- **EXTRACTED TEXT**:
..............................
President Biden and his party have selected Chicago to host the 2024 Democratic National Convention, according to the Democratic National Committee, elevating a large liberal city in the heart of the Midwest, a critical battleground region.
The convention will be held Aug. 19-22 of next year at the United Center, the committee announced. Republicans plan to hold their 2024 national convention on July 15-18 in Milwaukee, just north of Chicago, underscoring the fierce competition for the Midwest.
In the final deliberations, Chicago beat out New York — another progressive city whose advocates had boasted of its infrastructure and fund-raising resources — as well as Atlanta, in a presidential battleground state. Houston was eliminated earlier in the process.
If Mr. Biden becomes his party’s 2024 standard-bearer, as many Democrats expect, the Chicago gathering will be his first traditionally splashy nominating convention. The 2020 event, scheduled for Milwaukee, became an almost entirely virtual affair, after the coronavirus outbreak forced the cancellation of major in-person appearances.
Chicago’s boosters argued that it was a bastion of Democratic Party values — a liberal place that embraces abortion rights, L.G.B.T.Q. rights, and labor and civil rights — and that Illinois reflected the diversity of the nation. The state’s governor, J.B. Pritzker, a longtime Democratic donor, also made clear that the city had the financial resources, experience and infrastructure to run a smooth large-scale event. The Chicago Sun-Times reported that Mr. Pritzker was “among those making upfront guarantees” that “the party would lose no money if Chicago snagged the convention.”
In an interview last year, he also noted the city’s location in the politically competitive Midwest.
“We are surrounded by swing states here,” he said. “We have a very good relationship with Wisconsin, Michigan and all of the surrounding states that are important for the re-election of the president.”
Leaders from those states, including Gov. Gretchen Whitmer of Michigan and Senator Tammy Baldwin of Wisconsin, endorsed the city’s bid. And when Mr. Biden traveled to Wisconsin earlier this year, an ad in The Wisconsin State Journal read, “There is no path to the White House without the Midwest.”
..............................
- **TASK SET**:
a) Answer these from the article on the 2024 Democratic convention:
(i) Where will the Democratic convention be held?
(ii) Which city was eliminated earlier in the process?
(iii) In which city do Republicans plan to hold their 2024 convention?
b) Return the passage of the article on the 2024 Democratic convention between "The convention will" and "major in-person appearances.", inclusive.
The records that follow are separate from the article on the 2024 Democratic convention.

- **SUPPLIED DATA**:
..............................
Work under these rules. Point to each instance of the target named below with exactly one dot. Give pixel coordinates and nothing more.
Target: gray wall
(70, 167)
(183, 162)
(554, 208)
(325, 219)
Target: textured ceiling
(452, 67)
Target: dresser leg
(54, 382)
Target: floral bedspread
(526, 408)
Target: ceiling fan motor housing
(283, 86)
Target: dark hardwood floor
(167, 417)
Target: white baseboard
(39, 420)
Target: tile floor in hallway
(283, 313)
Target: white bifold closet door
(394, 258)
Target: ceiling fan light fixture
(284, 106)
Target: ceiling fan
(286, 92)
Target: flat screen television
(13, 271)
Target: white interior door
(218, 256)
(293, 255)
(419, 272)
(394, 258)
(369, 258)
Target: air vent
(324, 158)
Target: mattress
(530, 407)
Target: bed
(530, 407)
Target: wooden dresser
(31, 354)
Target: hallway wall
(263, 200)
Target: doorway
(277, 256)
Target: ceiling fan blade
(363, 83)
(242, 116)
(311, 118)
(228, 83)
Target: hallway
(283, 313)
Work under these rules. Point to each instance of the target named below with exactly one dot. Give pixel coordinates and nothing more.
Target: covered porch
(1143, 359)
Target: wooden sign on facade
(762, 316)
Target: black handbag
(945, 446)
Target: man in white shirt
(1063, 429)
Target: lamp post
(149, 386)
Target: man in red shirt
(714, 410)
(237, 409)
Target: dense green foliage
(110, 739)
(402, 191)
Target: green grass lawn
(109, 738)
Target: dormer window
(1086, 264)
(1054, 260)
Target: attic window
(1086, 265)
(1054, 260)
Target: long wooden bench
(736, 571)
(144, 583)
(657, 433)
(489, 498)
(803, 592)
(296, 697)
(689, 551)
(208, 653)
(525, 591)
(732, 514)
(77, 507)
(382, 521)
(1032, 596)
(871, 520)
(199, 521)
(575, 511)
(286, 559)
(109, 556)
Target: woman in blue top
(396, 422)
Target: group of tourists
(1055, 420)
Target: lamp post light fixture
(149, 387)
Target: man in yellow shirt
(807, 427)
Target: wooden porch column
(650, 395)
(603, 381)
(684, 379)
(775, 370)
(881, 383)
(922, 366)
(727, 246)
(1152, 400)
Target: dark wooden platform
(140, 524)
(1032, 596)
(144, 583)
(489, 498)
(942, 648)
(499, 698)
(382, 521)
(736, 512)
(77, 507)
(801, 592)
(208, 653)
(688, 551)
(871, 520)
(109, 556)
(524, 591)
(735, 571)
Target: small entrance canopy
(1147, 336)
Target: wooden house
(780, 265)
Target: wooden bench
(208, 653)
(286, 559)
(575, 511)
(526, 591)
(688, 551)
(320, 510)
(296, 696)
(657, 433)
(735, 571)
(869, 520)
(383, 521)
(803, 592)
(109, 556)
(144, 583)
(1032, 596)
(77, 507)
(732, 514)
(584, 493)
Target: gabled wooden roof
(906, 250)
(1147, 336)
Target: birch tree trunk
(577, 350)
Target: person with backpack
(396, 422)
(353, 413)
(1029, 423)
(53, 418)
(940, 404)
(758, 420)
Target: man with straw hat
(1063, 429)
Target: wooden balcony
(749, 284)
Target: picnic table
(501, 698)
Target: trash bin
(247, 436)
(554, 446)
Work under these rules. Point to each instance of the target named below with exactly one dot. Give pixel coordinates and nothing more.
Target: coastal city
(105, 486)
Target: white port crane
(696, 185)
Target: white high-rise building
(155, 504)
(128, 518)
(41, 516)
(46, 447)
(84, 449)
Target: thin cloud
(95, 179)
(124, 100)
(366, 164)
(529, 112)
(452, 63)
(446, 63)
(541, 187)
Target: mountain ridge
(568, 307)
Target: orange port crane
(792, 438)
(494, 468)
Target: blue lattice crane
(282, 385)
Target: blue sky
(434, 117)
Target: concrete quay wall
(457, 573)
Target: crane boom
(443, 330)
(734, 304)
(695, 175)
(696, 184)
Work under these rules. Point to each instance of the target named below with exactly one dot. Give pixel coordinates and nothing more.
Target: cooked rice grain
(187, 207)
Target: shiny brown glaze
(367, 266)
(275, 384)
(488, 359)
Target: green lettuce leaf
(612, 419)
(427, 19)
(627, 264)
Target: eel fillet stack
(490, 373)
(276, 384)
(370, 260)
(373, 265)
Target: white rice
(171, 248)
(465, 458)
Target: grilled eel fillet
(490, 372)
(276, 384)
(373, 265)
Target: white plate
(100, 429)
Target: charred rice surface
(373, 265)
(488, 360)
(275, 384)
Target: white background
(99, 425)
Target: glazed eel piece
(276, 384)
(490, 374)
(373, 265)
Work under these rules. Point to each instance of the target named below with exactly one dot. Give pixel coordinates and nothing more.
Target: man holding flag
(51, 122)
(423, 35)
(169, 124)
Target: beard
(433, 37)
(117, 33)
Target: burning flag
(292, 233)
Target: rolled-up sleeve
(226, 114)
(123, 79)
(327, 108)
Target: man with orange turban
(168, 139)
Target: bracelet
..............................
- **SOLUTIONS TO EACH TASK**:
a)
(i) At the United Center in Chicago
(ii) Houston
(iii) Milwaukee

b)
The convention will be held Aug. 19-22 of next year at the United Center, the committee announced. Republicans plan to hold their 2024 national convention on July 15-18 in Milwaukee, just north of Chicago, underscoring the fierce competition for the Midwest.
In the final deliberations, Chicago beat out New York — another progressive city whose advocates had boasted of its infrastructure and fund-raising resources — as well as Atlanta, in a presidential battleground state. Houston was eliminated earlier in the process.
If Mr. Biden becomes his party’s 2024 standard-bearer, as many Democrats expect, the Chicago gathering will be his first traditionally splashy nominating convention. The 2020 event, scheduled for Milwaukee, became an almost entirely virtual affair, after the coronavirus outbreak forced the cancellation of major in-person appearances.